··· THE INPUT ···

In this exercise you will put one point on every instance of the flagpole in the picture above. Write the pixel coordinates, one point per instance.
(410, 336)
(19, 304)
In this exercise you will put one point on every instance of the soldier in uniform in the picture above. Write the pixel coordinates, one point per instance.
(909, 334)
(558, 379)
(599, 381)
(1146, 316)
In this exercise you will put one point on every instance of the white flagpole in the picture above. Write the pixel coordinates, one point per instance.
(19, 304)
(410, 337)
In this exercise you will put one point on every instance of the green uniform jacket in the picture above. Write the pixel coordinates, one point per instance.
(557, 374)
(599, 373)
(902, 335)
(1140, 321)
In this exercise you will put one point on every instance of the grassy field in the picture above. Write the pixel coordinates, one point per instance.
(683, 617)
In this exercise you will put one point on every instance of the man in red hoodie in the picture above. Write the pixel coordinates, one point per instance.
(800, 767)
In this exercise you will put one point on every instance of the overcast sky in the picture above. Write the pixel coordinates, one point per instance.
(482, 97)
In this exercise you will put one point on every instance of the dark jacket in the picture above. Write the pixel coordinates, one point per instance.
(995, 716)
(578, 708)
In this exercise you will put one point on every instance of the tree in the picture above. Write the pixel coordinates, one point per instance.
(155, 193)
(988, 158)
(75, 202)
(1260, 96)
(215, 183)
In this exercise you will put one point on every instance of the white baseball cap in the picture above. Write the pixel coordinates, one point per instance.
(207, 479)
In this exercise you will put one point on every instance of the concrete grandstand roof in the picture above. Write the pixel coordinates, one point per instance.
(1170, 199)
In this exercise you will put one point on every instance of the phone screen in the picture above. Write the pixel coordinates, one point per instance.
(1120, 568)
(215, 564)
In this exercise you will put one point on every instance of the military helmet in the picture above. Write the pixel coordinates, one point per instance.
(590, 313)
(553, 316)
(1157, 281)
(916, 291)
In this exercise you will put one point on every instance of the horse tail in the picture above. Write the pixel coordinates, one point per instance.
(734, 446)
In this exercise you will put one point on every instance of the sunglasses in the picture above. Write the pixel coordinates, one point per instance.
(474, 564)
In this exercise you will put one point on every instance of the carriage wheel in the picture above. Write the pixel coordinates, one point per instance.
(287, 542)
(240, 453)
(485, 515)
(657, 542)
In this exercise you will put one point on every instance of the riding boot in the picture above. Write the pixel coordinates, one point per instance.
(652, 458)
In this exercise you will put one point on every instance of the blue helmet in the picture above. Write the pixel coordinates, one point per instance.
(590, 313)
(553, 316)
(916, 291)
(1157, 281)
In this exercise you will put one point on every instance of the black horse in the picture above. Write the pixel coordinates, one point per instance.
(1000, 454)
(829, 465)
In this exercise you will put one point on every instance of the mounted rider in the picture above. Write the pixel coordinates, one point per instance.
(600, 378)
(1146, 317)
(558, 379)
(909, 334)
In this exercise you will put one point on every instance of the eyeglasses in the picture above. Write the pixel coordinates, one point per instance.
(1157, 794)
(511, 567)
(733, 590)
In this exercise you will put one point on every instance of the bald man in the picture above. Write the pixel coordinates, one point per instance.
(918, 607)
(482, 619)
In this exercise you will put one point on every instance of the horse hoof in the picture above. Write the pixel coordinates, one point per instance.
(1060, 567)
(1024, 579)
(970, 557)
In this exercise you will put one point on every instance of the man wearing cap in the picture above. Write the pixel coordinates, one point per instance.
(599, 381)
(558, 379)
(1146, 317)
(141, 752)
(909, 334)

···

* _WORK TO COMPLETE_:
Copy every entry above word for word, coordinates included, keeping the same order and line breaks.

* _EXERCISE OUTPUT_:
In this exercise you will put one point on every instance of the flagpole in the picture above. Write the pixel coordinates, one point per instance.
(410, 336)
(19, 304)
In this exercise you will put one point on every instance of the soldier in uniform in the picture above. Write the pixel coordinates, one point per instance.
(909, 334)
(558, 379)
(599, 381)
(1146, 316)
In this exercise you will put one point on every instance of the white flagpole in the picture above. Write the pixel coordinates, one point per instance.
(19, 304)
(410, 337)
In this exercise you will put one point on every instance of the green uniform jacket in the picture above. Write the pixel coordinates, one point per instance.
(557, 374)
(599, 373)
(902, 335)
(1140, 321)
In this exercise you will put one point on every instance of the grassy field in the picture above. Write the pixel coordinates, one point per instance.
(683, 617)
In this exercise you will put one point on every instance of the man in red hoodie in the picture above. Write the pixel coordinates, one point per instance.
(800, 767)
In this exercise you will put one point on every instance of the overcast sky in the picture above. Write the pixel coordinates, one point per instance.
(482, 97)
In this exercise you will put one point on every instance of the dark jacket in the picture above. Write the pixel coordinates, one point per instance.
(995, 716)
(578, 708)
In this exercise you will put one point on every instance of the tree in the picture above. Write the pixel coordinates, one point per instance.
(155, 193)
(988, 158)
(75, 202)
(1260, 96)
(215, 183)
In this exercise you will put one point on every instance of the white baseball cap in the picture above. Write the pixel coordinates, one point per instance.
(207, 479)
In this exercise you will put one point on every instance of the concrete grandstand roof in the picture above. Write the pixel coordinates, one point per instance.
(1170, 199)
In this exercise you will put one point on every instance of the phone screen in the picture above. Write the pixel coordinates, one point per instance.
(1120, 568)
(215, 564)
In this exercise you will put one point on every instance of the military helmet in the picture above. Write the pixel coordinates, one point per instance.
(590, 313)
(553, 316)
(1157, 281)
(916, 291)
In this exercise you will put one point on every instance of the horse tail in the picture above. Write the pixel coordinates, one point per instance.
(734, 446)
In this exercise you will put one point on every instance of the sunglasses in the picture above. Write the pixel coordinates, one point per instance.
(474, 564)
In this exercise you will put one point on every instance of the carriage wheel in the picture above. Write the pixel coordinates, one point per instance.
(287, 542)
(240, 453)
(485, 515)
(657, 542)
In this exercise you will put one point on every instance of the riding boot in the picture above. Write the pixel coordinates, one point per instance.
(652, 458)
In this exercise you will put one point on every instance of the blue helmet in the picture above. Write the pixel coordinates, one point per instance.
(590, 313)
(553, 316)
(916, 291)
(1157, 281)
In this exercise you will put one point on every instance of the black horse in the picture above. Write the pixel coordinates, one point per instance.
(1000, 454)
(829, 465)
In this exercise you will put one point on every instance of the mounted rider in the picture above. Write the pixel coordinates, one point per instance.
(600, 378)
(1146, 317)
(558, 379)
(909, 334)
In this exercise you will put one point on every instance of the eyeglasses in the picture above. Write the pixel coordinates, one point per instance.
(1157, 794)
(511, 567)
(733, 590)
In this exercise you will put one point on every instance of the bald man in the picture above. Write the pixel coordinates, one point per instance.
(918, 607)
(482, 619)
In this exercise you will put one point on every instance of the horse hoof in the picture above. Write the pixel coordinates, one point per instance.
(1060, 567)
(1024, 579)
(970, 557)
In this exercise you will put one point on every instance of the man wearing cap in the picture above. Write the pixel coordinates, one point per instance.
(599, 381)
(558, 379)
(1146, 317)
(141, 752)
(909, 334)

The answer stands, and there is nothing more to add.